The playthrough: I love Escape Goat. Though I suppose it'd be more accurate to say I loved it, since it appears to be over already. I mean, there's a master level set for masochists, but the main quest is a rather scant 65 screens of puzzle-y action. Progress is predicated on trying out the various switches in the vicinity, observing their effects on the level and deciphering the oft-byzantine method of reaching all the keys (when applicable) and, ultimately, the exit. It's actually smarter and more fun to play than it sounds, because the way you see everything shift around after a button press can often defy expectations. It's right out of the movie The Cube, but with farmyard animals instead of autistics.
While the game can be devious at times, it's never overly challenging, at least with its core missions. Some require split-second timing and reflexes, while others might need a deft touch at precision platforming your way across to the goal, but it's extremely fair. Death comes as naturally as the morning sun, but since each stage is a single screen you aren't losing much progress by resetting. There's a metric ton of puzzle platformers out there, but this is one of the breeziest and least agitating. It's helped considerably with a pretty decent soundtrack too, courtesy of Twisted Pixel maestro and frequent Giant Bomb guest Matt "Chainsaw" Chaney.
Importantly, for the purposes of this feature at least, it's the first game I've played on Desura that I was glued to until the very end. That probably counts for something. If whatever spare change that went to Magical Time Bean with the purchase of Escape Goat's bundle ends up helping them make their next game a little more substantial, I'm entirely OK with that.
The verdict: It's good, but I've beaten it. Maybe I'll go back to do those super challenging levels. Maybe.

(Location labeling records)
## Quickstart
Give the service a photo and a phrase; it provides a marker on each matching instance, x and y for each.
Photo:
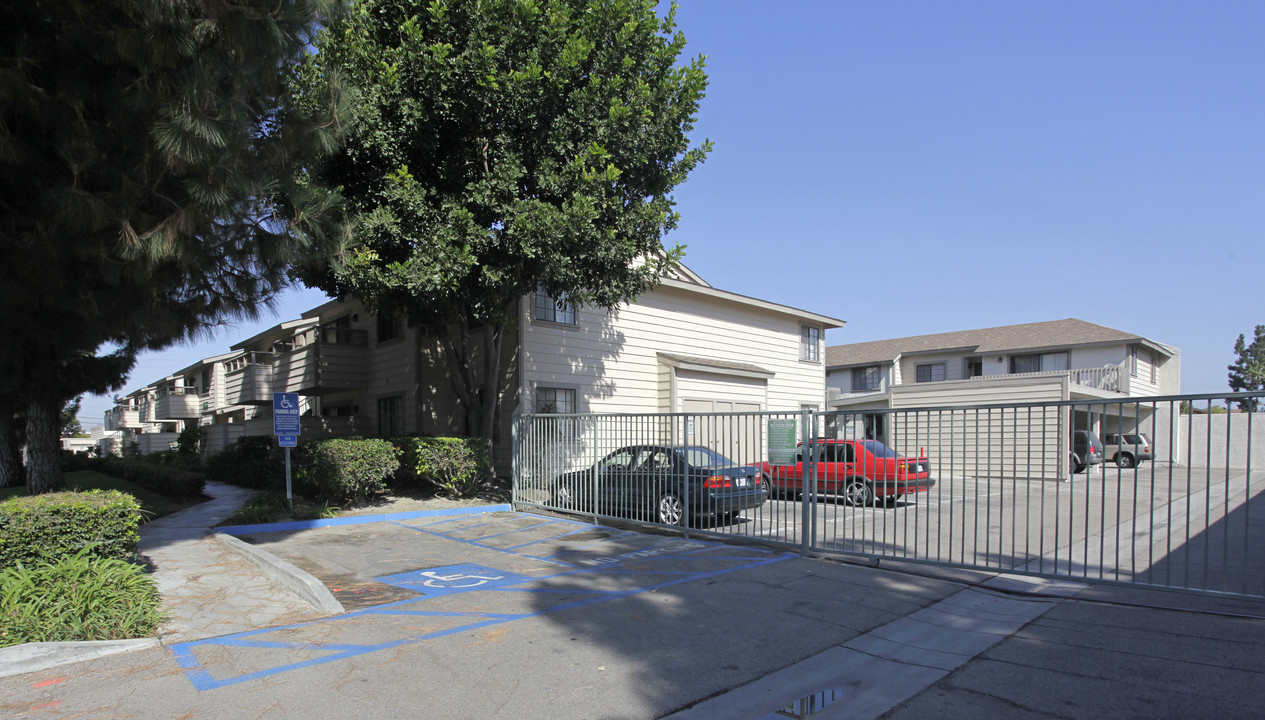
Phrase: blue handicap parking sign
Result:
(285, 414)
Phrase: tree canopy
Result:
(146, 160)
(496, 147)
(1247, 373)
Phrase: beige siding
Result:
(614, 358)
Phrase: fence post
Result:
(684, 446)
(807, 478)
(515, 467)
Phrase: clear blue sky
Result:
(930, 166)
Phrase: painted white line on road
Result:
(874, 672)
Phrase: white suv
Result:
(1127, 449)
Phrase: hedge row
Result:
(353, 470)
(55, 525)
(77, 597)
(345, 470)
(163, 478)
(457, 466)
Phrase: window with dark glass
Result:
(930, 372)
(810, 343)
(865, 378)
(554, 310)
(388, 327)
(390, 416)
(555, 400)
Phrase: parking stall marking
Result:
(209, 663)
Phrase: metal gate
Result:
(1160, 491)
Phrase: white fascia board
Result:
(754, 303)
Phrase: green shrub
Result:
(77, 597)
(345, 470)
(189, 442)
(261, 508)
(47, 528)
(271, 506)
(457, 466)
(252, 461)
(75, 462)
(175, 458)
(167, 480)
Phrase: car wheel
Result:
(767, 485)
(858, 492)
(671, 510)
(564, 496)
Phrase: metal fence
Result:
(1170, 499)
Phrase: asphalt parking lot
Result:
(501, 614)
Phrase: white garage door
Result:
(738, 437)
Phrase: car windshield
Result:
(878, 449)
(703, 457)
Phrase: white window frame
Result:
(859, 385)
(550, 310)
(539, 399)
(810, 343)
(931, 372)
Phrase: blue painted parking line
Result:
(471, 578)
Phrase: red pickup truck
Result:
(860, 471)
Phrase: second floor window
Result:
(930, 372)
(810, 343)
(554, 310)
(388, 327)
(1041, 362)
(865, 378)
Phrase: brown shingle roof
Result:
(1008, 338)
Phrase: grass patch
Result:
(79, 597)
(272, 508)
(152, 504)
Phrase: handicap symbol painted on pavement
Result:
(438, 581)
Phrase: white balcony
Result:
(177, 404)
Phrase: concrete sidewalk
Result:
(208, 589)
(597, 621)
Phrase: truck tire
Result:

TASK STATEMENT >> In the Escape Goat review, who is credited with the game's soundtrack? This material is separate from the Escape Goat review.

THE REPLY >> Matt "Chainsaw" Chaney, the Twisted Pixel maestro and frequent Giant Bomb guest.